#### AIM OF THE EXERCISE:
Filter the items below and copy out each line that contains the word "television". The match is case-sensitive.

[start of RECORD EXCERPTS]

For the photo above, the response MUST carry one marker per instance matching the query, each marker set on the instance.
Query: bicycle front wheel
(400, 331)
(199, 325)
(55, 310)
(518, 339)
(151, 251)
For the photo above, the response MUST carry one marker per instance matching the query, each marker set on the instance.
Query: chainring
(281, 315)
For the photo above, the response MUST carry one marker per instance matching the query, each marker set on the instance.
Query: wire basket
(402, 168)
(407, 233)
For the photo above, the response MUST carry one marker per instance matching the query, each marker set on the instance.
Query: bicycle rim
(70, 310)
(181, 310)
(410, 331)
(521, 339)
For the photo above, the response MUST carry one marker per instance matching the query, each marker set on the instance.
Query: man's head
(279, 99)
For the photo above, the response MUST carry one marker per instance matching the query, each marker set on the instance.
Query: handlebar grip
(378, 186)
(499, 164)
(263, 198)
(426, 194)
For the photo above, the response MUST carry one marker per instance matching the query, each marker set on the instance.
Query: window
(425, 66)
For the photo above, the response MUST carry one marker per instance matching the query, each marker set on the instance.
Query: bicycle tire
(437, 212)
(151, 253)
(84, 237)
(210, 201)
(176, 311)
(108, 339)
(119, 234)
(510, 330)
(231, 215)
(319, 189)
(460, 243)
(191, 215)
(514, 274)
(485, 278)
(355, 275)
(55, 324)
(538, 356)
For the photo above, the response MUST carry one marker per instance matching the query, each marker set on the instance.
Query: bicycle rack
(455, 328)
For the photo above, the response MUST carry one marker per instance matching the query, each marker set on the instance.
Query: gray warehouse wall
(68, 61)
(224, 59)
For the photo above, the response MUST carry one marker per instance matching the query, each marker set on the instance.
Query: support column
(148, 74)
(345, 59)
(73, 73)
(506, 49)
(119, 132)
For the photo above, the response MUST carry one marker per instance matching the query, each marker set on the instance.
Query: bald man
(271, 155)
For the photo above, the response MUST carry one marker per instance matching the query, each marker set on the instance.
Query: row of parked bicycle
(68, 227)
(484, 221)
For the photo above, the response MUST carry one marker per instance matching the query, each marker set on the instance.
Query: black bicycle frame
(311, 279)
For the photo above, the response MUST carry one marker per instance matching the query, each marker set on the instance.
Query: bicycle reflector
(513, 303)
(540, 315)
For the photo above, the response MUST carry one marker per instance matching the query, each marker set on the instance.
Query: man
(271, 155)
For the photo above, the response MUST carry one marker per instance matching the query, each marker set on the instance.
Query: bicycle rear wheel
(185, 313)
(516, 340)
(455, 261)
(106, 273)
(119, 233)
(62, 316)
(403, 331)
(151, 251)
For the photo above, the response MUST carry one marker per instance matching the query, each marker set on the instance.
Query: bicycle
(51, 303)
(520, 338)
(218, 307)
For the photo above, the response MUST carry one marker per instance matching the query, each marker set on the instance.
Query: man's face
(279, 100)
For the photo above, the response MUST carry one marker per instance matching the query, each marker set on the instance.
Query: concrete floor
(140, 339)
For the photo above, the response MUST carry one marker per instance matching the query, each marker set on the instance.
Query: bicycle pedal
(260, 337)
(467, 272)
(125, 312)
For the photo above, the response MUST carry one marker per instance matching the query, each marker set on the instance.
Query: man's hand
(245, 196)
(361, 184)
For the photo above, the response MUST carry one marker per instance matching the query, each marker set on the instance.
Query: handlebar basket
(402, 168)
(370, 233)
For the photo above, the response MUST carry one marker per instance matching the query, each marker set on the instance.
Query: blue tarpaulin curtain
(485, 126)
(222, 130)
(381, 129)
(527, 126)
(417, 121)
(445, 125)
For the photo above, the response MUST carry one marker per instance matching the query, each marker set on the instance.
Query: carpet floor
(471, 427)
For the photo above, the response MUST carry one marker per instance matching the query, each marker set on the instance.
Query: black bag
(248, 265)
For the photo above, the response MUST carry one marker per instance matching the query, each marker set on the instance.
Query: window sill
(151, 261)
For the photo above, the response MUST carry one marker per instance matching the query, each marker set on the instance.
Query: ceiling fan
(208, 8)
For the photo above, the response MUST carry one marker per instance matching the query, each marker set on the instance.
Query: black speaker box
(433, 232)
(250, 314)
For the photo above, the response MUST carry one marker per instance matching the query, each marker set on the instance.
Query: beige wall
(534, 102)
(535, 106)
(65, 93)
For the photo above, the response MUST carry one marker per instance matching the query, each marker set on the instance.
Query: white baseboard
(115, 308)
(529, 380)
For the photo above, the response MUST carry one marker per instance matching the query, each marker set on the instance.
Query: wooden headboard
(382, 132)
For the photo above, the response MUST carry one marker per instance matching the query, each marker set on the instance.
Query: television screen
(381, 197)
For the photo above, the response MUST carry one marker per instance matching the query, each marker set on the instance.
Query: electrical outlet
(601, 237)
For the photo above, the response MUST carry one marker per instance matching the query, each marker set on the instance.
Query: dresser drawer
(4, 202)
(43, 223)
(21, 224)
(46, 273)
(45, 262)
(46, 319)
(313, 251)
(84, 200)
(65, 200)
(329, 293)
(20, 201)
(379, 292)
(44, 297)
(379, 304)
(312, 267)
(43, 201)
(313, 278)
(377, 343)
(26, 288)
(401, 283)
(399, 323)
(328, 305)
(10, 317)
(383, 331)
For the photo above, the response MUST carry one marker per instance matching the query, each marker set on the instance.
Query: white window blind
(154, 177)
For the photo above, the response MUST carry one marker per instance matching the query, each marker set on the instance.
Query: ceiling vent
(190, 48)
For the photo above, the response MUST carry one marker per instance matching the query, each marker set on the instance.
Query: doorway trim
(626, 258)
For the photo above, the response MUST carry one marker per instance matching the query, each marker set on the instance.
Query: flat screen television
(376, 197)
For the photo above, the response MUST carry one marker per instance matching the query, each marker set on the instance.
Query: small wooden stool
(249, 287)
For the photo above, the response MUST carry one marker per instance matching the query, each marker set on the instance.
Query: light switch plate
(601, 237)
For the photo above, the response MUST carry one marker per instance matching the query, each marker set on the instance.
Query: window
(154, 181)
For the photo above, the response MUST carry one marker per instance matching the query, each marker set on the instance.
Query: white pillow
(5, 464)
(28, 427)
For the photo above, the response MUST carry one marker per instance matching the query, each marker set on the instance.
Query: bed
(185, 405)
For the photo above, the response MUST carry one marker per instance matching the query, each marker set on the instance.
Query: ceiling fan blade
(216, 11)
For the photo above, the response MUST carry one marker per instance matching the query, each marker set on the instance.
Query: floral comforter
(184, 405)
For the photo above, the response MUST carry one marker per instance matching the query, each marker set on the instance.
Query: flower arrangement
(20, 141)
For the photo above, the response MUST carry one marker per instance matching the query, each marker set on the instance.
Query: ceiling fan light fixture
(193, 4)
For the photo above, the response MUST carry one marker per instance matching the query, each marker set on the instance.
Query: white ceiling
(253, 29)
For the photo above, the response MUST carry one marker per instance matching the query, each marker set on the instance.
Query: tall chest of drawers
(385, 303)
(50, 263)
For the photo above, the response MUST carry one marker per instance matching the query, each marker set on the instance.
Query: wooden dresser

[end of RECORD EXCERPTS]

#### CORRECT ANSWER:
Query: television screen
Query: flat screen television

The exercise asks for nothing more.